Объедались и очищались мы только перед школьными танцами и каникулами, когда собирались ехать домой, и тогда мы сметали с прилавков все шоколадные пирожные и мороженое, какие попадались нам на глаза, и лопали, пока наши животы не раздувались до размера пятимесячной беременности. Потом мы запихивали в рот пальцы и вываливали всё обратно. Нам казалось, что после древних римлян мы первые такое проделывали, наша общая тайна приятно щекотала нервы.

(Записи набора данных)
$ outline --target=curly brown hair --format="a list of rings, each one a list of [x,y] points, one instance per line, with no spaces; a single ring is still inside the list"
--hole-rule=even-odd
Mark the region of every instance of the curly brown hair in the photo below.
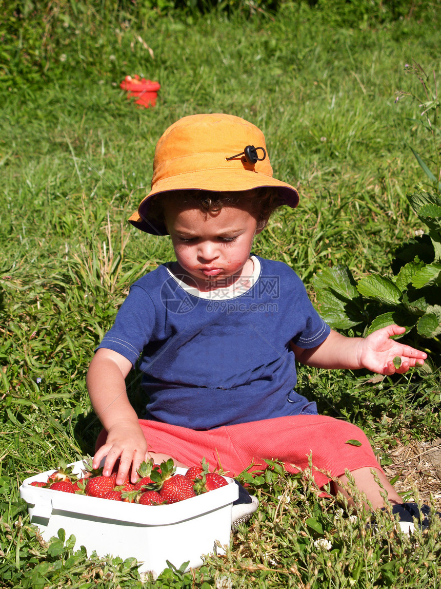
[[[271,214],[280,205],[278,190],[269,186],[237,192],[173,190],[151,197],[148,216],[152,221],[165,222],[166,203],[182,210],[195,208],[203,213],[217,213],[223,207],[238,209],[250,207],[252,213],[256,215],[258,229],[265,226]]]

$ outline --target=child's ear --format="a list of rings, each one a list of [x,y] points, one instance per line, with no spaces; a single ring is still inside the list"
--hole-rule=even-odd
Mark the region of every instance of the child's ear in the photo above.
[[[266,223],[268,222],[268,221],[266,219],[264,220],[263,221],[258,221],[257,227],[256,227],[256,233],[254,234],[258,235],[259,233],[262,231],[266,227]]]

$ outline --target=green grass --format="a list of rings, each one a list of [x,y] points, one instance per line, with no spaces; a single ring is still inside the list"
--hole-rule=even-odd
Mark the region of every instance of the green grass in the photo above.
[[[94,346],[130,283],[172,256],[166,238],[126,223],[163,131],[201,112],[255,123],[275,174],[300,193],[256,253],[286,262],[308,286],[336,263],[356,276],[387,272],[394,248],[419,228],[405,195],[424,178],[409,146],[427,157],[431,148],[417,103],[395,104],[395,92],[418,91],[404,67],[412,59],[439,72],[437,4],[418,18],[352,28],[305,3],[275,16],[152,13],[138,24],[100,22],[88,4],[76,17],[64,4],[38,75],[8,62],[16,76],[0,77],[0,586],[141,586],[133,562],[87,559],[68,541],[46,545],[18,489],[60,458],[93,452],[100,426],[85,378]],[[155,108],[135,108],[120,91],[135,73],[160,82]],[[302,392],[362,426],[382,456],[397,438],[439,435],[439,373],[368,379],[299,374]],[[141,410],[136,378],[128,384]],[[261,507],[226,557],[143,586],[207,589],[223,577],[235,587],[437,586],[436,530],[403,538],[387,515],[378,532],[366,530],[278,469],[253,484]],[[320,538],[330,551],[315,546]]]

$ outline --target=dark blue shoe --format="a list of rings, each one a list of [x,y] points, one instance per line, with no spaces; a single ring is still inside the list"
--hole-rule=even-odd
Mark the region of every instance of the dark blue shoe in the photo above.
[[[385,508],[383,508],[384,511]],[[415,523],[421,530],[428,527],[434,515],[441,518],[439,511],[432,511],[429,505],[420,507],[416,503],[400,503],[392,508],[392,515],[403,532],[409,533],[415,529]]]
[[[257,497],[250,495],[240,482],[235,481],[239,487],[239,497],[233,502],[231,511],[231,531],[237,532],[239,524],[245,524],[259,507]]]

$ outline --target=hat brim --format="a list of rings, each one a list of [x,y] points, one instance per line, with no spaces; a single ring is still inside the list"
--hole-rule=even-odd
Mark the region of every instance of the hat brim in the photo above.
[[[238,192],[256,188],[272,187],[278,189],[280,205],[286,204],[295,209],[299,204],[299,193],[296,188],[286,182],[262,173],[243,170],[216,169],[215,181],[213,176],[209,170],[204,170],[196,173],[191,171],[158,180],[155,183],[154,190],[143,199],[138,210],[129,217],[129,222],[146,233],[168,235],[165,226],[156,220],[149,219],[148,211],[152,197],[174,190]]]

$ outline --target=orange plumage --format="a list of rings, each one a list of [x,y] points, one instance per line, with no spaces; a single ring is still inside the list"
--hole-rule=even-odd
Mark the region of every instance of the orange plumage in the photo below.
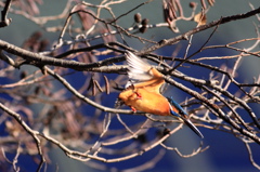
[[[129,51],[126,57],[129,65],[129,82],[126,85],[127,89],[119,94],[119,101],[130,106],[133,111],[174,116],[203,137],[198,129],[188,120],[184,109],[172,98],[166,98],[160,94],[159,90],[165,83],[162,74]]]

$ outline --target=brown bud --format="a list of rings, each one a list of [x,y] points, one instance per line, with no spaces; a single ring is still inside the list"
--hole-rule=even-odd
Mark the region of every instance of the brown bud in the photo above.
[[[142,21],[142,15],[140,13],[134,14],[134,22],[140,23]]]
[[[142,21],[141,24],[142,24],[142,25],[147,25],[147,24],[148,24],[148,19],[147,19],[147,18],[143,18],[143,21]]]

---

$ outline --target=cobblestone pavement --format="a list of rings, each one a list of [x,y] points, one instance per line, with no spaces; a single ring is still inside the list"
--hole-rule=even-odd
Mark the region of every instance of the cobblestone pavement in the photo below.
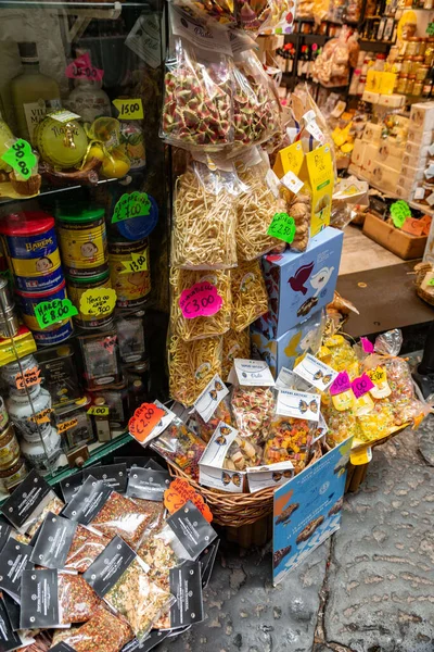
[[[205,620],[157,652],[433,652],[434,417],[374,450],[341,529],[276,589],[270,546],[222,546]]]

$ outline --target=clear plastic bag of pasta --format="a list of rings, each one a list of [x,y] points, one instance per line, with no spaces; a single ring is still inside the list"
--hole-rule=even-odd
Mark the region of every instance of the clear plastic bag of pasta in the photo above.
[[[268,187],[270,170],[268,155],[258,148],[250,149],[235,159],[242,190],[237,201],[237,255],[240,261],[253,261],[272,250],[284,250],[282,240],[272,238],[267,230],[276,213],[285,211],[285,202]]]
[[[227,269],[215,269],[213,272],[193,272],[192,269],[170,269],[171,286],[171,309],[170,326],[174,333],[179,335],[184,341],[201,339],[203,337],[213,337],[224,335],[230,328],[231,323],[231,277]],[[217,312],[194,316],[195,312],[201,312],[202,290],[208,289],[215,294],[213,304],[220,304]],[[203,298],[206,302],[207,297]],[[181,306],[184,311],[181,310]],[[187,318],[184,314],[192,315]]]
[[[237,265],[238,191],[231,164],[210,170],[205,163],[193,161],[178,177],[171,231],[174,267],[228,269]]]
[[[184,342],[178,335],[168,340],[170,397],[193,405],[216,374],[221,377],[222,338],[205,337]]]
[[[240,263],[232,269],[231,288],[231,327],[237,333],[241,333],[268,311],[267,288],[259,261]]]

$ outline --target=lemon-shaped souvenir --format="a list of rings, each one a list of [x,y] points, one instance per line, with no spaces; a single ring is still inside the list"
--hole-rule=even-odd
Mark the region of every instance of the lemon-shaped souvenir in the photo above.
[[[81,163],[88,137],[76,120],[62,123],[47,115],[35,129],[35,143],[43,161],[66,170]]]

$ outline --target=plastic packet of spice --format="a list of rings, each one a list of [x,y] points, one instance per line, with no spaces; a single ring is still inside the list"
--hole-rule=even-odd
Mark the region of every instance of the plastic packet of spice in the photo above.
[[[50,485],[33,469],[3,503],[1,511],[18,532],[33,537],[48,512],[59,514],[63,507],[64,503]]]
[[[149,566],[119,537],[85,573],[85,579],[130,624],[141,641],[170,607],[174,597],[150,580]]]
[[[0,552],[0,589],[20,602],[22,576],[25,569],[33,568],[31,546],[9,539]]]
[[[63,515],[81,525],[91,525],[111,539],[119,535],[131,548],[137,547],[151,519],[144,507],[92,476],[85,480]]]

--

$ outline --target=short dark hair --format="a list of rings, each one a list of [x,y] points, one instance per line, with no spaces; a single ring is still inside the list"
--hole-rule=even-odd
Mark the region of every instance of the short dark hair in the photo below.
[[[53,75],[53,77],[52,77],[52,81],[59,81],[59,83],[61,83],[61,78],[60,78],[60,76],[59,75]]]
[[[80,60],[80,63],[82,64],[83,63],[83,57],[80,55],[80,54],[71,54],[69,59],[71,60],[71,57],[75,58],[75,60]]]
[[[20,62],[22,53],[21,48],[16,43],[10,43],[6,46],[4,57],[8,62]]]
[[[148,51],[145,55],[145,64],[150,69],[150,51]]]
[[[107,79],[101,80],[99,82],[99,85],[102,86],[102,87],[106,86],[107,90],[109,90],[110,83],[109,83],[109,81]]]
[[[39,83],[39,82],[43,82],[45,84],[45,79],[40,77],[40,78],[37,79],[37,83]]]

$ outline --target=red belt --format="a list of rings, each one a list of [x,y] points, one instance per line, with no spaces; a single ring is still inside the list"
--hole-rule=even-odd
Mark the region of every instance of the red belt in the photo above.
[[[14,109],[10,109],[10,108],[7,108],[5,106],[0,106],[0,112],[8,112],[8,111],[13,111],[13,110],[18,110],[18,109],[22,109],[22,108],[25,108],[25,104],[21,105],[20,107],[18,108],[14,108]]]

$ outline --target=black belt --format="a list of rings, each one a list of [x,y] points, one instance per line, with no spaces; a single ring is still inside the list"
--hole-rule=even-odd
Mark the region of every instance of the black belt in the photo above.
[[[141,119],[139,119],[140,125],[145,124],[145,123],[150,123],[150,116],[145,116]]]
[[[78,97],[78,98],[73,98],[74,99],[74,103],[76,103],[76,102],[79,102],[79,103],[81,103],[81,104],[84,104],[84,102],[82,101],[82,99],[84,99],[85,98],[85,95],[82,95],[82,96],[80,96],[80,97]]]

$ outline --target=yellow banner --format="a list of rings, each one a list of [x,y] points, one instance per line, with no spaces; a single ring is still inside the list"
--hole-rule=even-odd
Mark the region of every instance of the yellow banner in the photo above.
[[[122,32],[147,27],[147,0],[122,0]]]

Что требуется:
Повторите без изменений отрывок текста для чтения от слов «Объедались и очищались» до слов «приятно щекотала нервы.». Записи — отдельный материал, с текстом для чтения они не связаны.

Поле ответа:
Объедались и очищались мы только перед школьными танцами и каникулами, когда собирались ехать домой, и тогда мы сметали с прилавков все шоколадные пирожные и мороженое, какие попадались нам на глаза, и лопали, пока наши животы не раздувались до размера пятимесячной беременности. Потом мы запихивали в рот пальцы и вываливали всё обратно. Нам казалось, что после древних римлян мы первые такое проделывали, наша общая тайна приятно щекотала нервы.